QUOTED TEXT:
- - - - -

Unfortunately, despite not being able to sit up more than 15 minutes at a time, I still needed to travel with the team to Holland for the women’s 3-day Ronde Van Drenthe. Injury and sickness has been plaguing our team since the start of the season, and we still needed at least five girls to even start the race. And yours truly was the fifth. So I travelled up to Holland with the team and the next day signed in at the race, rode about ½ a km (I discovered later I didn’t even make it through the neutral section), and pulled out. Considering T-Mobile was fielding a team of just four, they still did very well. Ina won stage one, Christina third in stage 2, and Judith second in the final stage. And this was against teams of eight riders. Nice job, girls!

Results - Stage 1, Stage 2, Stage 3

In our idyllic town of Langerwehe, the weather hasn’t been so hot. Rain mostly. Lots of rain. Easter Sunday Ina signed me, Amy, and herself up for a juniors race. I thought it would be good prep for Fleche Wallone that Wednesday. But I got my ass kicked! 155 juniors showed up on the line, and as we rolled out of town, the rain and wind kicked in full force. I was soaked through and miserable in minutes. The group I was in turned around just 20km into the race since we were so dropped. I tried to explain the situation to my husband on the phone later that day, but he just laughed. I really can’t say I blame him.

- - - - -

WORK INSTRUCTIONS:
**a.** List each T-Mobile rider the cycling post credits with a stage result, along with her placing and stage.
**b.** Return the stretch of the cycling post from "In our idyllic" through "I blame him.", word for word.
**c.** In the cycling post, how many juniors lined up for the Easter Sunday race?

- - - - -

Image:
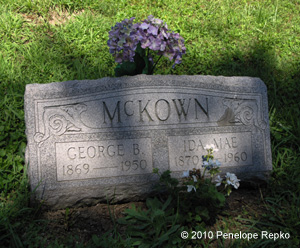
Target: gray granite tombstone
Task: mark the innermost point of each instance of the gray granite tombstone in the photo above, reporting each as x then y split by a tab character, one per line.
93	140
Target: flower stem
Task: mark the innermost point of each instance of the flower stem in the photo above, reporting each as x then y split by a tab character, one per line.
155	65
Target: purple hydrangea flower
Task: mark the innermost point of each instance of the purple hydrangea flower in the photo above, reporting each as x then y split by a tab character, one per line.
152	33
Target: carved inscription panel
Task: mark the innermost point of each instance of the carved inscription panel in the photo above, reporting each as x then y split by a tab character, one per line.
234	149
95	139
97	159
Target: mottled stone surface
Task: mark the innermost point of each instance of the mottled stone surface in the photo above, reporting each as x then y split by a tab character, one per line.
93	140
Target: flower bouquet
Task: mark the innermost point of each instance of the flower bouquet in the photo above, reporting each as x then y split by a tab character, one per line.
135	46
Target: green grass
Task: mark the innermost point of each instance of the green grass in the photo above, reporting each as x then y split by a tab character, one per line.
228	37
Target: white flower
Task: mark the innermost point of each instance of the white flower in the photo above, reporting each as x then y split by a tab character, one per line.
186	174
218	181
231	179
195	178
191	187
212	146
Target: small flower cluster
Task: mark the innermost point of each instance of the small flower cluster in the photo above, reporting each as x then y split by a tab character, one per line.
212	166
122	40
151	33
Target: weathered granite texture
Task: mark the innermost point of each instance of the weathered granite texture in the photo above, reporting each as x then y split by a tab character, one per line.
93	140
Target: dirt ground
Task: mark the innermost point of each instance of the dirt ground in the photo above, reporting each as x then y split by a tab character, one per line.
86	221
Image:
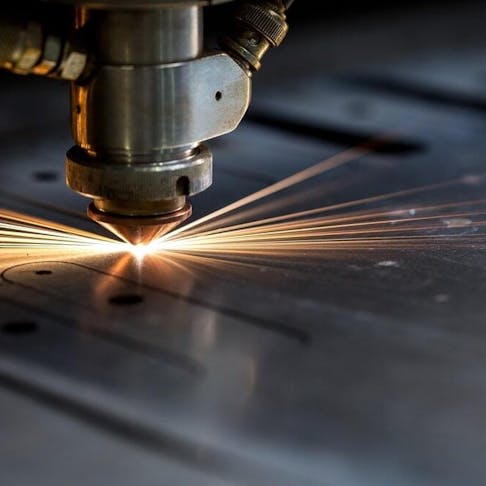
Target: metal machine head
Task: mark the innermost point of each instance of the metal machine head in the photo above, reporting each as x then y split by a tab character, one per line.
144	98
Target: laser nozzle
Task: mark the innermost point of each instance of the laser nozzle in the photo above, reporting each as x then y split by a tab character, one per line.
140	230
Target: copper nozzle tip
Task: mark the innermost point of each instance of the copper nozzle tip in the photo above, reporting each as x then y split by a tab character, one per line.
140	230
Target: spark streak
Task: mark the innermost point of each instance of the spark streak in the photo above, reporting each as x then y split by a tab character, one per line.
228	232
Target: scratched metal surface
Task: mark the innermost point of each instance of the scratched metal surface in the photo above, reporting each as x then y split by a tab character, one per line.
358	369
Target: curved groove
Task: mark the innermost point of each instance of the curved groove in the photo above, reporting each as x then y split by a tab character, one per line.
168	356
335	135
284	330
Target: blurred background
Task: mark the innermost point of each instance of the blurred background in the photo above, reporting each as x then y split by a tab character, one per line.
356	369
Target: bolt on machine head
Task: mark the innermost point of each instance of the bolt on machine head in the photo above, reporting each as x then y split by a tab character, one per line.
144	98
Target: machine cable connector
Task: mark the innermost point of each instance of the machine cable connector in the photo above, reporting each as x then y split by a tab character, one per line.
259	25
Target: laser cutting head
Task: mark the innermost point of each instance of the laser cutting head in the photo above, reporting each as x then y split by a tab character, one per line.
144	98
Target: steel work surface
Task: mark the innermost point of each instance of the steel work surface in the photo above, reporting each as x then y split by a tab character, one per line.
359	368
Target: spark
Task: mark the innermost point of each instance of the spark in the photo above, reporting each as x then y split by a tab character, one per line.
374	222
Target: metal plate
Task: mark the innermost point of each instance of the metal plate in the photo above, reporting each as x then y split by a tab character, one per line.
359	368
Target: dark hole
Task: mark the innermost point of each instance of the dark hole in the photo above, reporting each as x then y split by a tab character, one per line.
19	327
46	176
126	299
182	186
43	272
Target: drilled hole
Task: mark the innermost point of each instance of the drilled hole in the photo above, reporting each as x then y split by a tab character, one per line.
43	272
45	176
126	299
19	327
182	186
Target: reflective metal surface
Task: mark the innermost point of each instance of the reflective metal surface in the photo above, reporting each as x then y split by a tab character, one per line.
362	368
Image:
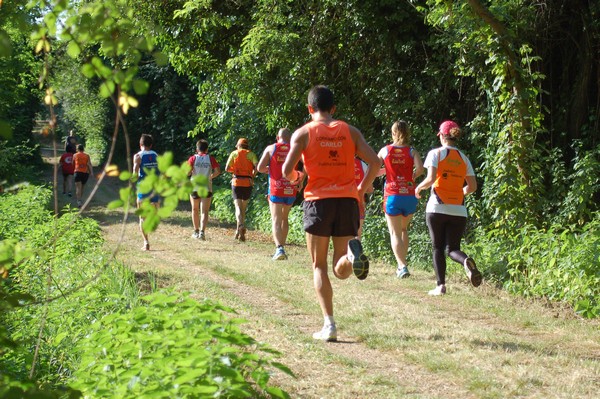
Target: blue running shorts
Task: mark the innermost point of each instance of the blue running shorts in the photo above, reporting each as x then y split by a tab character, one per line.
404	205
282	200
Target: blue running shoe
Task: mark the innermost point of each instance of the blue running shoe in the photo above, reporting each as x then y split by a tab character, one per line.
402	272
280	254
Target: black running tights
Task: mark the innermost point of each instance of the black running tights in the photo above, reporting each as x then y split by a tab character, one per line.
445	231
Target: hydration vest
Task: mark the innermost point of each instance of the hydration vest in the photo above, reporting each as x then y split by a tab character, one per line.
399	168
450	179
279	186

- - - - -

OUTPUTS IN ORDER:
**a.**
Ina: won stage one
Christina: third in stage 2
Judith: second in the final stage

**b.**
In our idyllic town of Langerwehe, the weather hasn’t been so hot. Rain mostly. Lots of rain. Easter Sunday Ina signed me, Amy, and herself up for a juniors race. I thought it would be good prep for Fleche Wallone that Wednesday. But I got my ass kicked! 155 juniors showed up on the line, and as we rolled out of town, the rain and wind kicked in full force. I was soaked through and miserable in minutes. The group I was in turned around just 20km into the race since we were so dropped. I tried to explain the situation to my husband on the phone later that day, but he just laughed. I really can’t say I blame him.

**c.** 155